• [課題文]:
+++

2019年11月30日土曜日

文学賞三冠

 若手に与えられる芥川龍之介賞、野間文芸新人賞、三島由紀夫賞の三賞を制覇しているのは2019年11月現在以下の五人。

・笙野頼子『タイムスリップ・コンビナート』『なにもしてない』『二百回忌』
・鹿島田真希『冥土めぐり』『ピカルディーの三度』『六〇〇〇度の愛』
・本谷有希子『異類婚姻譚』『ぬるい毒』『自分を好きになる方法』
・村田沙耶香『コンビニ人間』『ギンイロノウタ』『しろいろの街の、その骨の体温の』
・今村夏子『むらさきのスカートの女』『星の子』『こちらあみ子』
 (いずれも芥川賞、野間文芸新人賞、三島賞の順)

+++

• [表示された一覧]:

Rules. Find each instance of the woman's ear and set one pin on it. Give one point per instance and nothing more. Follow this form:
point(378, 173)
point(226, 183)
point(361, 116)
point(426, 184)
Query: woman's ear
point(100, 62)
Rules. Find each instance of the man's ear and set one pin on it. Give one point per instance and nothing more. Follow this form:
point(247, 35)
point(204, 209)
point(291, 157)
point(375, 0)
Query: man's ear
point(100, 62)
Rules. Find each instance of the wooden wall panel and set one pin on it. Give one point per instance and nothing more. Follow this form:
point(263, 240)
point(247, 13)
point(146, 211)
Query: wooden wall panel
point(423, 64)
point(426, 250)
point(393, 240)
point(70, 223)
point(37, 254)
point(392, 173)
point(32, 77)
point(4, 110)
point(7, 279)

+++

• [課題の詳細]:
課題文をもとに、次の問いに答えよ。
1. 2019年11月時点で三賞をすべて受賞しているのは何人か。
2. 鹿島田真希が三島由紀夫賞を受けた作品は何か。
3. 今村夏子が芥川龍之介賞を受けた作品は何か。
この一覧は今回の作業とは関係がない。

• [この課題の解答]:
1. 五人
2. 『六〇〇〇度の愛』
3. 『むらさきのスカートの女』